SELECTED EXTRACT ::

“It’s all real people playing a game”

| by Cathy Gomez

Tags: Interview Artist Q&A Edinburgh Showcase

Since appearing in Edinburgh Showcase 2015, Kaleider has taken The Money – an inventive production which is part show, part game – to China, Italy and the USA. As he prepares to live stream performances from Australia, Seth Honnor tells us about his experiences playing with different cultures

Can you introduce us to Kaleider?

At Kaleider, we bring together people in the creative industries – artists and technologists with academics and scientists – and we make fun, interesting art that will engage the public. And we hold our gaze on some really big challenges in the world as well, like the challenges of climate change, peaking oil, or ongoing fiscal crisis, such as The Money is concerned with.

“Someone told me that it’s a bit like watching Shakespeare”

What can you tell us about The Money?

The Money is a kind of show-game hybrid. When you buy a ticket, you can choose to be a Benefactor or a Silent Witness. The Benefactors are given a set amount of time to come to a unanimous decision about how to spend the money that’s on the table.  If they decide in time, they get to take it away and spend it. If they don’t, then it rolls over to the next show. The Silent Witnesses can buy their way in at any point and become a Benefactor with the others. So they can change the action right up until the last seconds on the clock.

It can be hilarious. It can be really fun. It can be beautifully poetic. It can be excruciating. Someone told me that it’s a bit like watching Shakespeare. There aren’t any plants or performers in there – it’s all real people playing a game. And yet characters rise and fall, leaders come and go, and suddenly someone who’s been very quiet for a long time becomes very central to the action. It can be very exciting, and it can be quite quiet. And it tends to be an extraordinary experience.

“The question is: how is this going to work in a different country?”

Image of bell and money, Kaleider' The Money in China. photo: Propel

Kaleider's The Money in China. Photograph: Propel

How did you prepare to take The Money to Edinburgh Showcase?

We’re very lucky with this show because we take it to civic decision-making spaces. We’ve been to some of the most glorious spaces. We’ve done it in the Houses of Parliament in the UK and in Edinburgh we did it in the City Chambers, which I don’t think anyone has ever used as a venue for Edinburgh before. We loved performing it there; it’s one of our favourite spaces.

In terms of preparing it for international delegates at the Edinburgh Showcase – often the question is: how is this going to work in a different country? So we had to prepare a format we could tell international promoters about that would work in different languages. We decided we’d put a translator into the show to translate for the two performers who oversee the game. The translator would have a costume and an earpiece. So everyone speaks in their native languages, and it all works very well.

We had a really great response from international delegates. I think The Money has an audacity in its simplicity, and people really respond to that. And because money is a universal thing, it translates across different cultures very quickly and easily. So people go, “I’d love to see this in China” or “I’d love to see this in Australia with lots of Australians playing it.”

“Everywhere we perform has a very specific cultural resonance”

Which countries have you toured to?

DIRECTIONS ::
1. Return the part of the interview about Kaleider's The Money between "It can be hilarious." and "to Edinburgh Showcase?", inclusive, copied word for word.
2. Carry the interview about Kaleider's The Money further, starting after its last line.

Outline records of named regions
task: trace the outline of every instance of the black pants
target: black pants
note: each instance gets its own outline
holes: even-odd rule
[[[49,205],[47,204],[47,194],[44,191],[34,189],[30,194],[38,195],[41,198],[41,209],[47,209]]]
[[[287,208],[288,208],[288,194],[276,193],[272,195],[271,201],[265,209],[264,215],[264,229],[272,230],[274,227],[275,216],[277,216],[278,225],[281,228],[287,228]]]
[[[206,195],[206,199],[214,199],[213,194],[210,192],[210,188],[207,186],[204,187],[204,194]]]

RESULTS IN ORDER ::
1.
It can be hilarious. It can be really fun. It can be beautifully poetic. It can be excruciating. Someone told me that it’s a bit like watching Shakespeare. There aren’t any plants or performers in there – it’s all real people playing a game. And yet characters rise and fall, leaders come and go, and suddenly someone who’s been very quiet for a long time becomes very central to the action. It can be very exciting, and it can be quite quiet. And it tends to be an extraordinary experience.

“The question is: how is this going to work in a different country?”

Image of bell and money, Kaleider' The Money in China. photo: Propel

Kaleider's The Money in China. Photograph: Propel

How did you prepare to take The Money to Edinburgh Showcase?

2.
Since Edinburgh, we’ve taken The Money to China, America and Italy, and we’re going to Australia for a month in October.

Everywhere we perform has a very specific cultural resonance. In America we performed in the Quinnipiack Club as part of the International Festival of Arts and Ideas. It’s at Yale University and it used to be a men’s club, and actually the first woman who became a member of the club is the founder of the festival. So we were in this extraordinary wooden panelled room in Newhaven, Connecticut.

In China, we were in the Grand Theatre in Tianjin. We don’t normally perform in theatres, but we did this once because it was China. It’s extraordinary, we were in the multi-functional hall of this state-built glass modern building.

And then in Italy, we were in quite a small civic space in the mountains, as part of the Pergine Spettacolo Aperto Festival which is just south of the Alps, and it was brilliant. It even had a European Union flag in the room – which touched a nerve for us, because it was two weeks after the UK voted to exit the EU.

In Australia we’re going to the Melbourne Festival. We’re doing 27 shows which is an enormous amount of games of The Money, compared to anything else we’ve done. We’re doing it in two different town halls – I understand they were built on the Gold Rush and have an amazing history. And then, quite extraordinarily, we’re doing it in Victoria Parliament, which looks much like our Parliament in the UK. It’s always brilliant when we go into those kinds of spaces, because they add such huge weight to the experience for the audience.

“In China, people who came to play pushed at the very edges of the rules”

Kaleider's The Money in China image of Moderator. photo: Propel

The Moderator at The Money in China. Photograph: Propel

Have you seen differences in how people in different countries play the game?

To an extent, the show plays out as it does everywhere we go. But there were some differences. In Italy, there was a moment where I had a giggle to myself because every single person sitting round the table was talking at once. I think I heard that it also happened in Hull. But I’d never seen it happen before.

In China, people who came to play it really gamed it, more than anywhere else we’ve ever played it. They really pushed at the very edges of the rules, and it was really fun and quite challenging for us to hold it. In one show, someone came in and took on a character and acted it all the way through right until the end. We only found out after the show that they’d been performing this slightly provocative character.

We made the biggest change to the rules we’ve ever made in America because we found the American Benefactors were just talking about charity and weren’t critiquing it. So we changed the rules to make it more playful, and it worked. Also, it’s very rare that people take notes in The Money but in America, every single show, someone took notes.

But it’s very easy to fall into the trap of reading an entire country’s culture off of watching a few games of The Money. One’s stereotype of a culture comes to the fore very quickly. And it may not have been that country; it may have been that city. Or it may just be coincidence. But I’m very much looking forward to going to Australia, because the Australians that we’ve had playing it before bring a brilliant antipodean energy to it.

“The outcomes of Edinburgh Showcase have been numerous, more than just international touring”

Looking back, what did you get out of being in the Edinburgh Showcase?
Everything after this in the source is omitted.